_Selected passage_.
Very curious to know what kind of music you listen to.

Regards.



.
 
Beautiful system and upgrades. I admire your inspiration and determination to make your system the best you believe it can be! Truly stunning.
 
That is a serious cable management job! Congratulations on all the upgrades!
Very curious to know what kind of music you listen to.

Regards.



.

Thank you very much! When I got the large power cords off the wall I expected that it would ease the overall organizational aspects and would have been
satisfied only with that. Much to my surprise moving from the old cable elevators (telephone insulator style I've been using since 2004-06) to the acrylic
risers and getting the power cords onto steel brackets on the walls (isolated using sorbethane pods, nylon sinks versus plastic, etc..) there was an additional
clarity in the overall system playback to was readily apparent so a bonus for doing all that work if you will. It's also a lot more aesthetically pleasing.

[Location labeling records]

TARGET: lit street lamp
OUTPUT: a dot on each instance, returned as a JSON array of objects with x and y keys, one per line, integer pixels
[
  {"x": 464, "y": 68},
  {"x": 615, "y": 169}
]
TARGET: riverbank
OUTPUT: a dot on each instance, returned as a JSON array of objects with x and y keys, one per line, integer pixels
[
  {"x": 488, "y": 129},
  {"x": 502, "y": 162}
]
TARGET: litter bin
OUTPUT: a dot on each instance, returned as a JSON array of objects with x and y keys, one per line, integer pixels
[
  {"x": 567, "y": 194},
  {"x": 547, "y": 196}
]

_Requests_.
**A.** Using the text on the audio system upgrades, answer these:
(i) What does one comment call the cable management job?
(ii) What style were the old cable elevators?
(iii) What were the power cords moved onto?
**B.** Transcribe the location labeling records word for word. Begin at the line that has "TARGET: riverbank" and go through the end of the records, keeping both ends.

_Answers to the exercise_.
**A.**
(i) A serious cable management job.
(ii) Telephone insulator style.
(iii) Steel brackets on the walls.

**B.**
TARGET: riverbank
OUTPUT: a dot on each instance, returned as a JSON array of objects with x and y keys, one per line, integer pixels
[
  {"x": 488, "y": 129},
  {"x": 502, "y": 162}
]
TARGET: litter bin
OUTPUT: a dot on each instance, returned as a JSON array of objects with x and y keys, one per line, integer pixels
[
  {"x": 567, "y": 194},
  {"x": 547, "y": 196}
]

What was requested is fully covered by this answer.